# Your instructions
Repeat every record below exactly as written.

[Location labeling records]
START

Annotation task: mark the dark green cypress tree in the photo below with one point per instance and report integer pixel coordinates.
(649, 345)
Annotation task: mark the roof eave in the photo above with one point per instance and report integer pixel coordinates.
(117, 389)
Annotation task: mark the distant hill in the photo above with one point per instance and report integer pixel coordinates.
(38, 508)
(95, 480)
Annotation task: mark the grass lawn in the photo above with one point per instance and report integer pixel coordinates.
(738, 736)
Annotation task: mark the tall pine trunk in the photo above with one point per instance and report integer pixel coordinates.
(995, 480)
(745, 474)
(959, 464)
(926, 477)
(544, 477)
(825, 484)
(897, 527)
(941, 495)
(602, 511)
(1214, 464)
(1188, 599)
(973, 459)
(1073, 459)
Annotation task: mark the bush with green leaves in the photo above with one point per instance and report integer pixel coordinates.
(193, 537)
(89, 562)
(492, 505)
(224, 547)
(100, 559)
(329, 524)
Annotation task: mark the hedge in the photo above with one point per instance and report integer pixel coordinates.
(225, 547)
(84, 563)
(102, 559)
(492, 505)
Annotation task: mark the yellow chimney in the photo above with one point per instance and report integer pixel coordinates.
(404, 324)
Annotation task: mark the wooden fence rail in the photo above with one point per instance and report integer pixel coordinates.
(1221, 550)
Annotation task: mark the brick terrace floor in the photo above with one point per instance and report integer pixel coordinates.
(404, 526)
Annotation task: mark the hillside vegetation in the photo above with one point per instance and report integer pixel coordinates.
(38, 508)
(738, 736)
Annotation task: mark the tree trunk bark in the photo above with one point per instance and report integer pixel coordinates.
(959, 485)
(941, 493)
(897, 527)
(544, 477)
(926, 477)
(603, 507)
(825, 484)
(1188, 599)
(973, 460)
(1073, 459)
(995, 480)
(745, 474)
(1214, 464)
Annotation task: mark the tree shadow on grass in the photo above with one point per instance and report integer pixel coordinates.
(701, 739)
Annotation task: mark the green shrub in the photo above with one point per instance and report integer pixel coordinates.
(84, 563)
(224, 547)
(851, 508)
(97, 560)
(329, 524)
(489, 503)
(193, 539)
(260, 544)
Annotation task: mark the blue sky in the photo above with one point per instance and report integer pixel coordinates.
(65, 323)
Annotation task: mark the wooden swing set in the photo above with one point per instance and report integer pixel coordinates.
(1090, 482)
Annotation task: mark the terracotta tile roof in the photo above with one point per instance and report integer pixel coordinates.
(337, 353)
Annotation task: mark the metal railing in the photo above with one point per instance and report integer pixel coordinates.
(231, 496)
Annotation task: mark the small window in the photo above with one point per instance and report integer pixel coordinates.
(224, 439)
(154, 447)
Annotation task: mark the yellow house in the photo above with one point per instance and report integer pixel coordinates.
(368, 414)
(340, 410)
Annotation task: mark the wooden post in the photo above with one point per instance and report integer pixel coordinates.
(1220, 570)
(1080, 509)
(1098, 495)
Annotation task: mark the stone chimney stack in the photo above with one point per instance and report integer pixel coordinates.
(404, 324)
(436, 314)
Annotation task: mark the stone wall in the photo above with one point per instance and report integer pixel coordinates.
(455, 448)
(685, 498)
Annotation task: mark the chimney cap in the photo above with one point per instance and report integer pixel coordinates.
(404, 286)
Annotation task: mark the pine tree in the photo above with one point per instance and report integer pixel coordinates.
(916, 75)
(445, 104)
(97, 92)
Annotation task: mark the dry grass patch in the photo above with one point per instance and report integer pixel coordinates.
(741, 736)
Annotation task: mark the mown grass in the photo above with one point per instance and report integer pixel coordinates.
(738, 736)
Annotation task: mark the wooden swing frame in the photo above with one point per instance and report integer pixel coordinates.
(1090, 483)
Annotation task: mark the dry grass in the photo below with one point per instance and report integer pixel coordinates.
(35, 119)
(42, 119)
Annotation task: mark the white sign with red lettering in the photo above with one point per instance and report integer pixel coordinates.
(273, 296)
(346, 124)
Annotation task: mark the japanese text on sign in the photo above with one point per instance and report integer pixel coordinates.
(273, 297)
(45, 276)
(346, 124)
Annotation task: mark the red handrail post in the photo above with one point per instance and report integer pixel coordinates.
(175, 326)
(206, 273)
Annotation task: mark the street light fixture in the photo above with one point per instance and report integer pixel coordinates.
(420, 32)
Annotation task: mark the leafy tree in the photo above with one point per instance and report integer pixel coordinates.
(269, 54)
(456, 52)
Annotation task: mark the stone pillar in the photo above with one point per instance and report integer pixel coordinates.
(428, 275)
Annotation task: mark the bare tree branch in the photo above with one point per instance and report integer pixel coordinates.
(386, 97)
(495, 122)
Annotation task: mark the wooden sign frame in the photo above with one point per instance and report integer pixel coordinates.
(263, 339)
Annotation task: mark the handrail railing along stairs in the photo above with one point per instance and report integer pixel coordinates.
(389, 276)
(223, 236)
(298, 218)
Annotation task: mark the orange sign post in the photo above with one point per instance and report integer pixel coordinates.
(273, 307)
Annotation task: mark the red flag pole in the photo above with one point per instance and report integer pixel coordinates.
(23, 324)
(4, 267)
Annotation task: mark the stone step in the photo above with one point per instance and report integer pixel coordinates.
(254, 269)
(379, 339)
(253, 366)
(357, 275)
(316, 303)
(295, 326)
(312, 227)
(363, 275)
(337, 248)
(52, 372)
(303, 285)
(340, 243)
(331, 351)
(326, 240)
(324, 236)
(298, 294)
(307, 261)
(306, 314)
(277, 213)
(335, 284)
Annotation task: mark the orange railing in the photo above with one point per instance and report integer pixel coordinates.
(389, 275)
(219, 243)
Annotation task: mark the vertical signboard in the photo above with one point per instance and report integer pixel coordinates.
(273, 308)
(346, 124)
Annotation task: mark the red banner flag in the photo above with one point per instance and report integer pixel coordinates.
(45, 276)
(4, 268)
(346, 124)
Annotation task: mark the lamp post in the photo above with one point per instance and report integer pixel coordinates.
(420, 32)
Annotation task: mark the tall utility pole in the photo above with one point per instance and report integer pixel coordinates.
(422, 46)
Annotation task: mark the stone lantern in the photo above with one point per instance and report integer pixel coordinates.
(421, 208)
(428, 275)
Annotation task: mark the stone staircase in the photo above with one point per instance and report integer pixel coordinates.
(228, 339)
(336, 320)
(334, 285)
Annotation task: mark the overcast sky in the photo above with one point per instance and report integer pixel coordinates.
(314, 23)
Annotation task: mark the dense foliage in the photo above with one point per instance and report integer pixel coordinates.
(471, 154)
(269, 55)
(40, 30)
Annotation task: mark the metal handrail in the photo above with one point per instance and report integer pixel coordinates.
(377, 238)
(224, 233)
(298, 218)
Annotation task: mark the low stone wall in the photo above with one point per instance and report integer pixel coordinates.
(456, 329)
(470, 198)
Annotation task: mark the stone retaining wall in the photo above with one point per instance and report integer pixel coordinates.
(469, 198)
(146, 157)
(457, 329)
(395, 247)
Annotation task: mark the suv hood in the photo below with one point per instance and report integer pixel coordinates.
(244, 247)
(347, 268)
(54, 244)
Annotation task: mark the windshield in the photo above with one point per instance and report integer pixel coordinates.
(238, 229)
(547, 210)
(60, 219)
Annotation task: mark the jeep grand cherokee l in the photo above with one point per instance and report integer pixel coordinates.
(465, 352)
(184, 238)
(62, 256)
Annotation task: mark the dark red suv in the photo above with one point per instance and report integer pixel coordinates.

END

# Written solution
Annotation task: mark the dark green cypress tree in the photo below with one point per instance and report integer pixel coordinates.
(649, 345)
Annotation task: mark the roof eave in the photo above with one point per instance and report integer pixel coordinates.
(117, 389)
Annotation task: mark the distant hill in the photo above with one point per instance and report integer pixel coordinates.
(38, 508)
(95, 480)
Annotation task: mark the grass lawn in the photo above with one point per instance and report integer pixel coordinates.
(738, 736)
Annotation task: mark the tall pine trunk in the photo above with one point per instance and report integer pixel coordinates.
(995, 480)
(745, 474)
(959, 464)
(926, 477)
(544, 477)
(825, 484)
(897, 527)
(941, 495)
(602, 511)
(1214, 464)
(1188, 599)
(973, 459)
(1073, 459)
Annotation task: mark the bush with green leaves in the photo above with one point per instance and report integer pixel coordinates.
(193, 537)
(89, 562)
(492, 505)
(224, 547)
(100, 559)
(329, 524)
Annotation task: mark the hedge in the photo above with one point per instance and report integer pixel coordinates.
(225, 547)
(84, 563)
(102, 559)
(492, 505)
Annotation task: mark the yellow chimney in the photo above with one point per instance and report integer pixel coordinates.
(404, 324)
Annotation task: mark the wooden fence rail in the photo above with one point per instance and report integer pixel coordinates.
(1221, 550)
Annotation task: mark the brick terrace floor in the photo above with one point per instance and report integer pixel coordinates.
(404, 526)
Annotation task: mark the hillside vegetation in the photo above with one point per instance and report integer pixel coordinates.
(38, 508)
(738, 736)
Annotation task: mark the tree trunk bark in the photo above with one point per instance and report integer pixel coordinates.
(959, 485)
(941, 493)
(897, 527)
(544, 477)
(926, 477)
(603, 507)
(825, 484)
(1188, 599)
(973, 460)
(1073, 459)
(995, 480)
(745, 474)
(1214, 464)
Annotation task: mark the tree shadow on grass in the photo above with one point per instance and report integer pixel coordinates.
(701, 739)
Annotation task: mark the green shrub in the photo above with one point per instance and report integer pixel coordinates.
(84, 563)
(224, 547)
(851, 508)
(97, 560)
(329, 524)
(489, 503)
(193, 539)
(260, 544)
Annotation task: mark the blue sky in the photo above with one point per instance and report integer pixel coordinates.
(65, 323)
Annotation task: mark the wooden swing set in the photo above with one point per instance and report integer pixel coordinates.
(1090, 482)
Annotation task: mark the terracotta tile roof in the photo above with one point per instance and report integer pixel coordinates.
(337, 353)
Annotation task: mark the metal railing in the photo above with one point per instance and report integer pixel coordinates.
(231, 496)
Annotation task: mark the small window in the photo above with one point per instance and report integer pixel coordinates.
(224, 439)
(154, 447)
Annotation task: mark the yellow house in the photo above with one point per instance and report integer pixel coordinates.
(368, 414)
(340, 410)
Annotation task: mark the wooden post in the photo above with one point per instance and report integer pixel coordinates.
(1220, 570)
(1080, 509)
(1098, 495)
Annotation task: mark the stone chimney stack in the photo above with one point per instance and report integer pixel coordinates.
(404, 324)
(436, 314)
Annotation task: mark the stone wall in the photo above with one point per instance and report integer pixel coordinates.
(455, 448)
(685, 498)
Annotation task: mark the chimney cap in the photo above with one point per instance and report integer pixel coordinates.
(404, 286)
Annotation task: mark the pine tree in the photo above with one point per instance and report integer pixel coordinates.
(916, 75)
(445, 104)
(97, 92)
Annotation task: mark the dry grass patch in the photo above with one point per instance and report integer pixel coordinates.
(741, 736)
Annotation task: mark the mown grass in the photo above with one point per instance and report integer pixel coordinates.
(738, 736)
Annotation task: mark the wooden swing frame in the photo above with one point per instance and report integer pixel coordinates.
(1090, 483)
Annotation task: mark the dry grass in the photo below with one point per instance and report integer pixel coordinates.
(35, 119)
(42, 119)
Annotation task: mark the white sign with red lettering in the photo above with one point per instance and report integer pixel coordinates.
(273, 296)
(346, 124)
Annotation task: mark the japanese text on sign in the photo above with one point per instance and report integer pixel coordinates.
(273, 297)
(45, 276)
(346, 124)
Annotation task: mark the red handrail post in the photo above with one point per instance and report integer pixel coordinates.
(175, 326)
(206, 273)
Annotation task: mark the street light fixture in the photo above with one point per instance and report integer pixel coordinates.
(420, 32)
Annotation task: mark the leafy tree in the photo above with one point per instance and report integer pixel coordinates.
(269, 54)
(456, 52)
Annotation task: mark the stone pillar in the photo above with one point per instance and report integer pixel coordinates.
(428, 275)
Annotation task: mark the bare tree branch in the photo above with one point per instance and report integer pixel coordinates.
(386, 97)
(495, 122)
Annotation task: mark the wooden sign frame in the photo above with one point per instance and report integer pixel coordinates.
(263, 339)
Annotation task: mark the handrail railing along stairs in the photo above with one point per instance and report integer pixel coordinates.
(389, 276)
(223, 236)
(298, 218)
Annotation task: mark the orange sign post in the photo above with one point per instance and report integer pixel coordinates.
(273, 307)
Annotation task: mark the red flag pole in the photo above with one point per instance and report integer pixel coordinates.
(23, 324)
(4, 267)
Annotation task: mark the stone step in the photo above with one point per instance and report integer pixel coordinates.
(254, 269)
(379, 339)
(253, 366)
(357, 275)
(316, 303)
(295, 326)
(312, 227)
(363, 275)
(337, 248)
(52, 372)
(303, 285)
(340, 243)
(331, 351)
(326, 240)
(324, 236)
(298, 294)
(307, 261)
(306, 314)
(277, 213)
(335, 284)
Annotation task: mark the orange railing in the photo above with one point per instance and report integer pixel coordinates.
(389, 275)
(219, 243)
Annotation task: mark the vertical signboard in the photo above with one point per instance and report integer pixel coordinates.
(273, 308)
(346, 124)
Annotation task: mark the red banner flag in the photo above with one point per instance and report integer pixel coordinates.
(45, 276)
(4, 268)
(346, 124)
Annotation task: mark the lamp post in the photo above with one point per instance and report integer pixel coordinates.
(420, 32)
Annotation task: mark the tall utility pole in the photo above with one point per instance and report integer pixel coordinates.
(422, 46)
Annotation task: mark the stone lantern in the photo above with one point per instance and report integer pixel coordinates.
(421, 208)
(428, 275)
Annotation task: mark the stone staircase in the photo above with one point per instance and report integer pixel coordinates.
(228, 339)
(336, 320)
(334, 285)
Annotation task: mark the overcast sky in the photo above with one point per instance and report integer pixel coordinates.
(314, 23)
Annotation task: mark the dense foliage in the photo above with one point per instance and report integer pixel coordinates.
(471, 154)
(269, 55)
(40, 30)
Annotation task: mark the metal handrail in the photo above with one point per instance and report integer pixel coordinates.
(377, 238)
(224, 233)
(298, 218)
Annotation task: mark the low stone wall in the photo above with one point per instance and report integer pixel coordinates.
(456, 329)
(470, 198)
Annotation task: mark the stone retaining wall in the photo above with one point per instance and report integer pixel coordinates.
(469, 198)
(146, 157)
(457, 329)
(395, 247)
Annotation task: mark the suv hood in the photo below with one point per instance and report integer pixel coordinates.
(244, 247)
(347, 268)
(54, 244)
Annotation task: mark the windshield in the photo above with one point per instance and report integer pixel coordinates.
(238, 229)
(547, 210)
(60, 219)
Annotation task: mark the jeep grand cherokee l in the photo above with one point per instance and report integer pixel coordinates.
(465, 352)
(184, 238)
(62, 256)
Annotation task: mark the dark red suv in the photo above with one point per instance and report integer pixel coordinates.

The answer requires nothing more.